Go to the line that contains "of the blue". Restate that line and each one after it exactly, through the end of the records, without pictures.

Data extracts »
++++++++++++++++++++
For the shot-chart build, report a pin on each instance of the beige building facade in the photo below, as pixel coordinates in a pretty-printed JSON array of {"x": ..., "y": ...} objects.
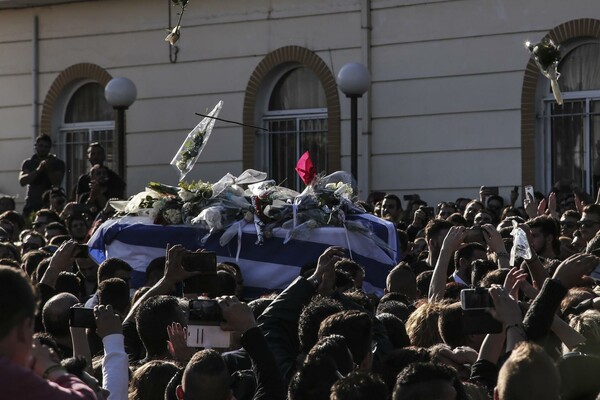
[{"x": 455, "y": 101}]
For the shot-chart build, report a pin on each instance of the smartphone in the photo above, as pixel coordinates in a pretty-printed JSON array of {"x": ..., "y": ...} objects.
[
  {"x": 595, "y": 274},
  {"x": 204, "y": 327},
  {"x": 205, "y": 262},
  {"x": 476, "y": 299},
  {"x": 529, "y": 193},
  {"x": 475, "y": 322},
  {"x": 81, "y": 317},
  {"x": 205, "y": 283},
  {"x": 429, "y": 212},
  {"x": 474, "y": 235},
  {"x": 81, "y": 251},
  {"x": 208, "y": 336},
  {"x": 491, "y": 190}
]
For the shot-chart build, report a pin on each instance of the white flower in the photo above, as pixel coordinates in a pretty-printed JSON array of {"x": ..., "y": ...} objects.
[
  {"x": 185, "y": 195},
  {"x": 173, "y": 36},
  {"x": 172, "y": 216}
]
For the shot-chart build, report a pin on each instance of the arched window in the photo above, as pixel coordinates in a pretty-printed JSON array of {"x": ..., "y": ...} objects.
[
  {"x": 295, "y": 120},
  {"x": 570, "y": 140},
  {"x": 87, "y": 118}
]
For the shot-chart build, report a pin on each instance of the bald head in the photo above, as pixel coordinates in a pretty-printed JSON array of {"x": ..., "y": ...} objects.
[
  {"x": 402, "y": 280},
  {"x": 55, "y": 314}
]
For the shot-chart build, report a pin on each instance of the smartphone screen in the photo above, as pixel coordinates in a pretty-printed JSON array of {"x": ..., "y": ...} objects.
[
  {"x": 529, "y": 193},
  {"x": 81, "y": 317},
  {"x": 476, "y": 299},
  {"x": 206, "y": 282}
]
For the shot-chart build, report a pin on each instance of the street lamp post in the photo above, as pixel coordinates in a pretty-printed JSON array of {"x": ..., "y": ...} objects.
[
  {"x": 354, "y": 80},
  {"x": 120, "y": 93}
]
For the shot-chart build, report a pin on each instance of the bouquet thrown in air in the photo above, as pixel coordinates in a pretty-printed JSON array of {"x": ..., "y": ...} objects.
[{"x": 547, "y": 56}]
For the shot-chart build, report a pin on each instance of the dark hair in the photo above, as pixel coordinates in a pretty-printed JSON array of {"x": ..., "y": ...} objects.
[
  {"x": 425, "y": 372},
  {"x": 398, "y": 359},
  {"x": 17, "y": 299},
  {"x": 394, "y": 307},
  {"x": 55, "y": 314},
  {"x": 395, "y": 330},
  {"x": 312, "y": 315},
  {"x": 114, "y": 291},
  {"x": 150, "y": 381},
  {"x": 153, "y": 317},
  {"x": 206, "y": 373},
  {"x": 110, "y": 267},
  {"x": 394, "y": 198},
  {"x": 355, "y": 326},
  {"x": 359, "y": 385}
]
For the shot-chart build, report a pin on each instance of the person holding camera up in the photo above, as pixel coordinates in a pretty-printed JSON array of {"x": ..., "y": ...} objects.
[{"x": 39, "y": 173}]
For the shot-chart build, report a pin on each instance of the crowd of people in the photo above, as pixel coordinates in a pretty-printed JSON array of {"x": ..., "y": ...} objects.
[{"x": 322, "y": 337}]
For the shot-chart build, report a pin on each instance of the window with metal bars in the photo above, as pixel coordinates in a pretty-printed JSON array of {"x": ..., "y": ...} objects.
[
  {"x": 296, "y": 121},
  {"x": 88, "y": 118}
]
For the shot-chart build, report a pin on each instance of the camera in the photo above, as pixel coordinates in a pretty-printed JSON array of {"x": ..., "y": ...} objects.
[
  {"x": 204, "y": 328},
  {"x": 476, "y": 299},
  {"x": 205, "y": 283},
  {"x": 81, "y": 317}
]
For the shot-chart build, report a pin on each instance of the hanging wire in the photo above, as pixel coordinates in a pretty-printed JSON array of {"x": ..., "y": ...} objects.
[{"x": 173, "y": 49}]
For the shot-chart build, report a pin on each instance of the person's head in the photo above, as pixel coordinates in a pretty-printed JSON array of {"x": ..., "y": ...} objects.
[
  {"x": 7, "y": 203},
  {"x": 402, "y": 279},
  {"x": 152, "y": 318},
  {"x": 544, "y": 235},
  {"x": 426, "y": 380},
  {"x": 96, "y": 153},
  {"x": 444, "y": 210},
  {"x": 99, "y": 173},
  {"x": 528, "y": 373},
  {"x": 18, "y": 304},
  {"x": 43, "y": 144},
  {"x": 589, "y": 224},
  {"x": 356, "y": 327},
  {"x": 569, "y": 223},
  {"x": 114, "y": 291},
  {"x": 423, "y": 282},
  {"x": 464, "y": 256},
  {"x": 483, "y": 217},
  {"x": 312, "y": 315},
  {"x": 398, "y": 359},
  {"x": 395, "y": 330},
  {"x": 78, "y": 227},
  {"x": 205, "y": 378},
  {"x": 472, "y": 208},
  {"x": 114, "y": 268},
  {"x": 149, "y": 381},
  {"x": 32, "y": 240},
  {"x": 55, "y": 315},
  {"x": 354, "y": 269},
  {"x": 391, "y": 208},
  {"x": 422, "y": 325},
  {"x": 359, "y": 385},
  {"x": 450, "y": 325}
]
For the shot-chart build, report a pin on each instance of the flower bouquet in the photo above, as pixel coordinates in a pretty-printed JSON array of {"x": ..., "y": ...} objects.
[
  {"x": 194, "y": 143},
  {"x": 547, "y": 56}
]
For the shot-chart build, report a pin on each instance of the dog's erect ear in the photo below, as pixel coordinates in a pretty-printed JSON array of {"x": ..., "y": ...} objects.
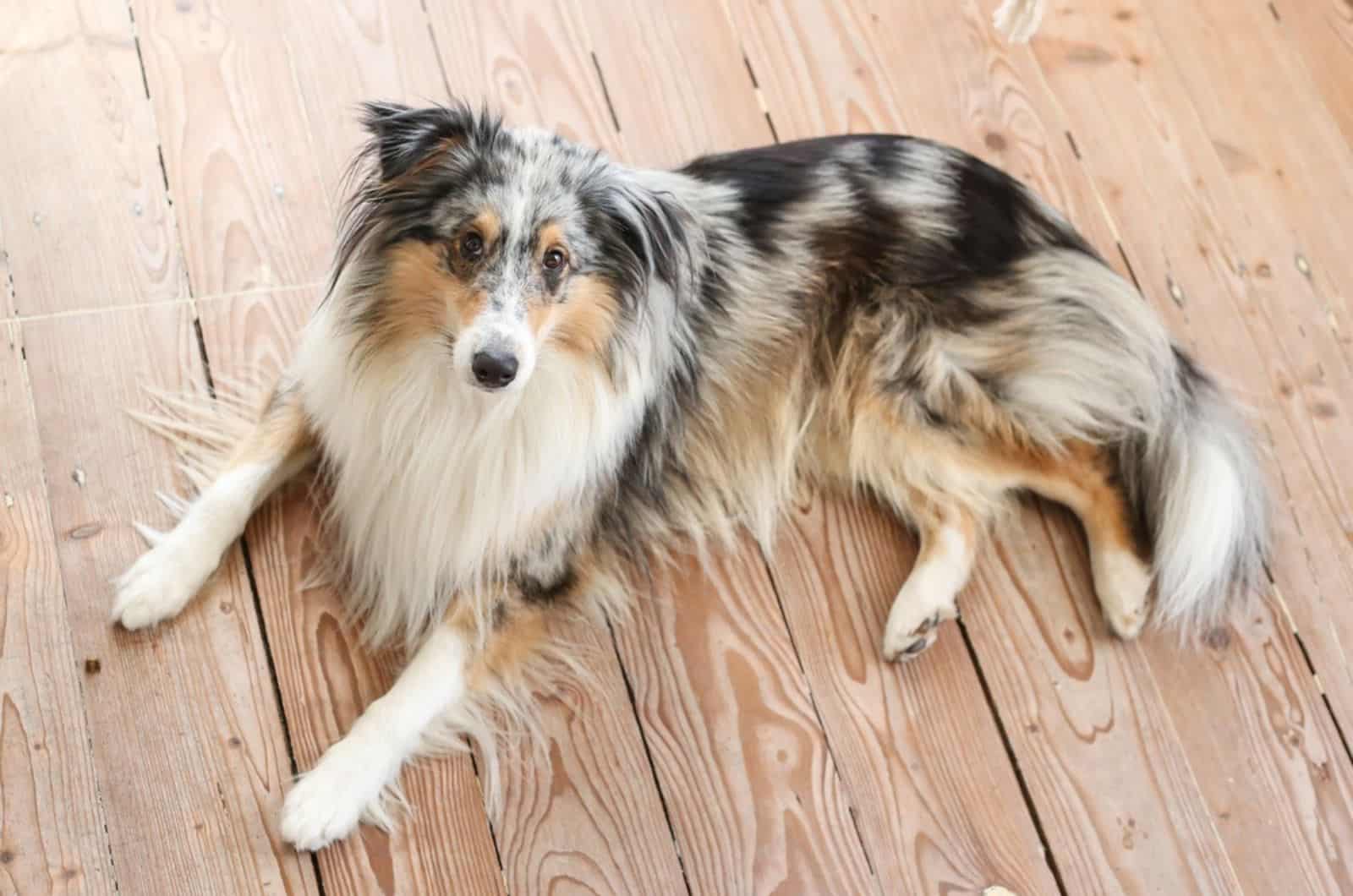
[{"x": 406, "y": 135}]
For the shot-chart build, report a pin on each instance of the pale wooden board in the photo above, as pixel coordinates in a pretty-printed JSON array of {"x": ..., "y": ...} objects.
[
  {"x": 754, "y": 794},
  {"x": 1184, "y": 224},
  {"x": 1285, "y": 173},
  {"x": 1003, "y": 112},
  {"x": 824, "y": 69},
  {"x": 52, "y": 823},
  {"x": 184, "y": 727},
  {"x": 79, "y": 153},
  {"x": 1321, "y": 34},
  {"x": 256, "y": 110},
  {"x": 586, "y": 808},
  {"x": 324, "y": 677},
  {"x": 649, "y": 96},
  {"x": 581, "y": 810},
  {"x": 940, "y": 808}
]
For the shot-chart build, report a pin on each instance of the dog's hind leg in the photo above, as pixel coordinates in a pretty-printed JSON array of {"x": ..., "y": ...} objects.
[
  {"x": 162, "y": 582},
  {"x": 1084, "y": 479},
  {"x": 930, "y": 593}
]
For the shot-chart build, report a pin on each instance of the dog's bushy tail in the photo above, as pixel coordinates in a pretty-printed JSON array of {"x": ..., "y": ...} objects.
[{"x": 1199, "y": 492}]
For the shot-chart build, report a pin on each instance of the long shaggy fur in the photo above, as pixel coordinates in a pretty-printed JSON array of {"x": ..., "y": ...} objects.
[{"x": 538, "y": 374}]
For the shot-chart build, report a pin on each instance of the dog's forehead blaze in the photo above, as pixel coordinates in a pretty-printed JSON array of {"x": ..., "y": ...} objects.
[
  {"x": 423, "y": 290},
  {"x": 551, "y": 234}
]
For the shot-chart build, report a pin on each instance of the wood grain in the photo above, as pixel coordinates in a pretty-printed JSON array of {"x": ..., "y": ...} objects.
[
  {"x": 1244, "y": 317},
  {"x": 184, "y": 727},
  {"x": 256, "y": 128},
  {"x": 1321, "y": 36},
  {"x": 324, "y": 677},
  {"x": 1280, "y": 191},
  {"x": 754, "y": 795},
  {"x": 590, "y": 814},
  {"x": 581, "y": 810},
  {"x": 52, "y": 822},
  {"x": 87, "y": 222},
  {"x": 1005, "y": 114},
  {"x": 937, "y": 803}
]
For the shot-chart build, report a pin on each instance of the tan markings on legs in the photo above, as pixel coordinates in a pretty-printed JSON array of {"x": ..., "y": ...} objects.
[
  {"x": 930, "y": 593},
  {"x": 1082, "y": 481}
]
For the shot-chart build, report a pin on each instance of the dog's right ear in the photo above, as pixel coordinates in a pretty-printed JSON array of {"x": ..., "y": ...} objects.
[{"x": 405, "y": 135}]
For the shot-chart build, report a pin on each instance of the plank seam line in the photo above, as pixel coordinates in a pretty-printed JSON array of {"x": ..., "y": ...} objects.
[
  {"x": 605, "y": 92},
  {"x": 263, "y": 621},
  {"x": 493, "y": 833},
  {"x": 818, "y": 713},
  {"x": 757, "y": 92},
  {"x": 770, "y": 573},
  {"x": 187, "y": 299},
  {"x": 615, "y": 642},
  {"x": 446, "y": 85},
  {"x": 15, "y": 332},
  {"x": 160, "y": 152},
  {"x": 649, "y": 754},
  {"x": 1049, "y": 857}
]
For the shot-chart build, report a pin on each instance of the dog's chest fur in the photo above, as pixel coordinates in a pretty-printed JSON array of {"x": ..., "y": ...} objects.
[{"x": 437, "y": 490}]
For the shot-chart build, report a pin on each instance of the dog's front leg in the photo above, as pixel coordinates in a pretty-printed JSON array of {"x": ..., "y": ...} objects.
[
  {"x": 349, "y": 781},
  {"x": 162, "y": 582}
]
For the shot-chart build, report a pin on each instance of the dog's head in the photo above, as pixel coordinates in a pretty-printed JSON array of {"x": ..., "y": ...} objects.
[{"x": 496, "y": 245}]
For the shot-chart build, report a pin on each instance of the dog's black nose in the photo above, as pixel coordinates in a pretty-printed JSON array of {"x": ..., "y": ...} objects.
[{"x": 494, "y": 369}]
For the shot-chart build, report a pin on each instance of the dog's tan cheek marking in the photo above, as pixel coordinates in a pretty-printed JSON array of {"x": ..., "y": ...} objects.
[
  {"x": 417, "y": 288},
  {"x": 539, "y": 315},
  {"x": 586, "y": 320}
]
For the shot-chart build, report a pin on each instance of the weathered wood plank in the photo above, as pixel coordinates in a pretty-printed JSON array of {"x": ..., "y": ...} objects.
[
  {"x": 325, "y": 679},
  {"x": 845, "y": 83},
  {"x": 256, "y": 130},
  {"x": 1208, "y": 260},
  {"x": 567, "y": 817},
  {"x": 753, "y": 789},
  {"x": 85, "y": 216},
  {"x": 1319, "y": 34},
  {"x": 52, "y": 822},
  {"x": 1003, "y": 112},
  {"x": 184, "y": 727},
  {"x": 660, "y": 135},
  {"x": 940, "y": 808}
]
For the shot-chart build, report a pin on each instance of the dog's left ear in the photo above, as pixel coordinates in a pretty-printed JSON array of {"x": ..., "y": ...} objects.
[{"x": 405, "y": 135}]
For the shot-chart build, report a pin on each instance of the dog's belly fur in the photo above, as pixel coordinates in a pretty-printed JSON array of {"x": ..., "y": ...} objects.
[
  {"x": 879, "y": 313},
  {"x": 538, "y": 373}
]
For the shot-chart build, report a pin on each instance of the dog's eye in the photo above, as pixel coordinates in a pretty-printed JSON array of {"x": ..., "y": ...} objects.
[{"x": 471, "y": 245}]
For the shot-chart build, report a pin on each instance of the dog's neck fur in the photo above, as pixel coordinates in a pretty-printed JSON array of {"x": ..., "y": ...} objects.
[{"x": 439, "y": 490}]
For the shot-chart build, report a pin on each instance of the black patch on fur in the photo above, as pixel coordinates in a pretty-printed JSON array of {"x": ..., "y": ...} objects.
[
  {"x": 406, "y": 135},
  {"x": 770, "y": 179},
  {"x": 543, "y": 593},
  {"x": 989, "y": 209}
]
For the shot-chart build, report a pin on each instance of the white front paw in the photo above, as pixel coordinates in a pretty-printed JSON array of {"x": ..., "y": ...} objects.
[
  {"x": 329, "y": 800},
  {"x": 162, "y": 582}
]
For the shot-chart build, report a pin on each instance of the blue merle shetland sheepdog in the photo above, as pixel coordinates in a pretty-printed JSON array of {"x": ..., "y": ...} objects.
[{"x": 536, "y": 371}]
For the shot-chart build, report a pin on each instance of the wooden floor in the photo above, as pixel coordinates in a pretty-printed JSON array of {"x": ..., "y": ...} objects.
[{"x": 168, "y": 183}]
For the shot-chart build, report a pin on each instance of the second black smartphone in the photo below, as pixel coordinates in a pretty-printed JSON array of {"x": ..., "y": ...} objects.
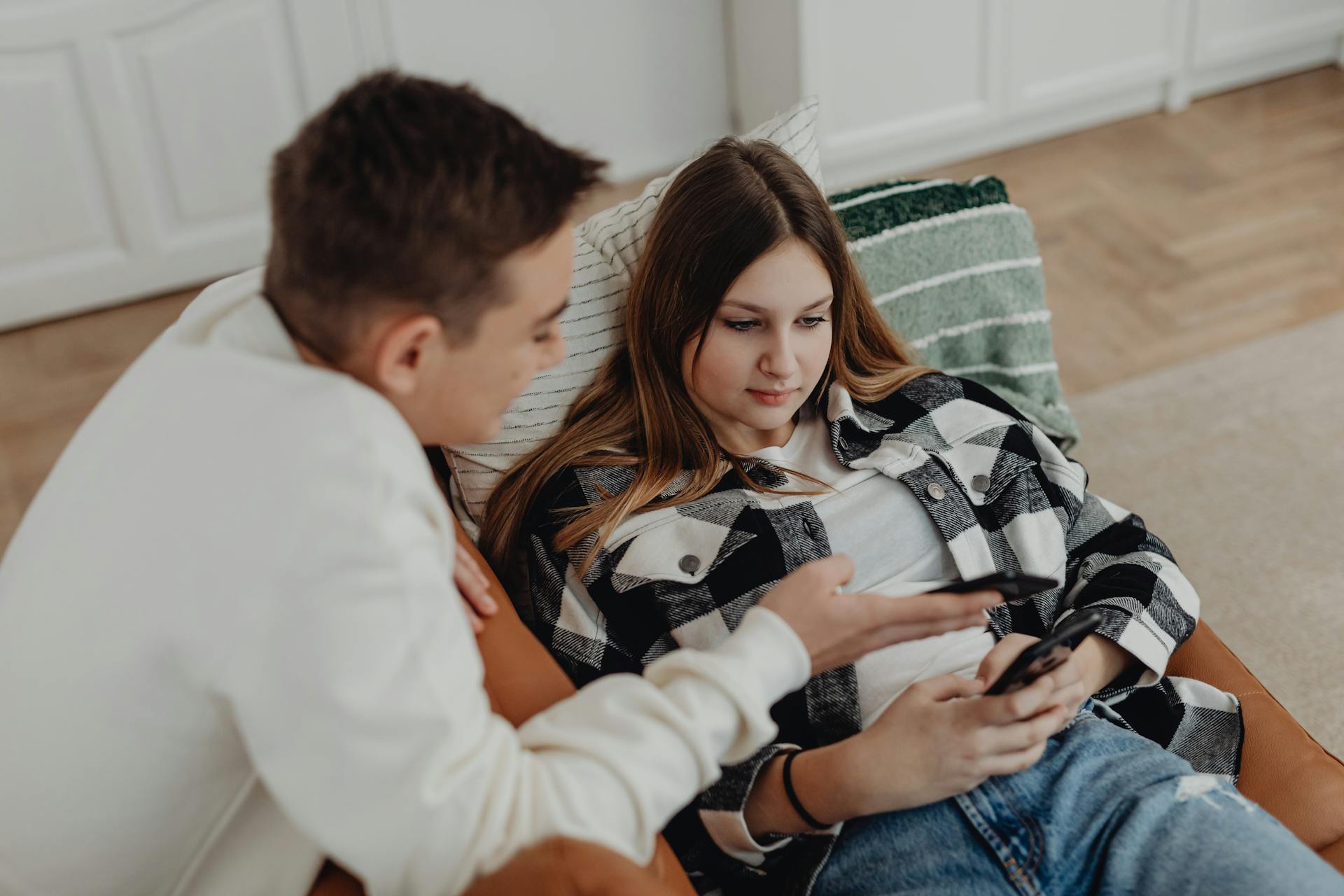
++++++++++++++++++++
Solution »
For the shot-chart build, report a pin on each instance of the blue merle shetland sheepdog in the photo above, as pixel coordinates in a pretty-printed JSON array of {"x": ..., "y": ...} objects.
[{"x": 536, "y": 371}]
For the shot-chart build, report a pin on each instance of the wooden floor in the photo above, as pixel coordinates in a pretty-printed JSON array of {"x": ..., "y": ...} objects.
[{"x": 168, "y": 183}]
For the shot-chart build, report a pin on each instance of the second black smartphone in the photo below, as pixel coordinates in a pretty-printed JSON array of {"x": ..., "y": ...} objects.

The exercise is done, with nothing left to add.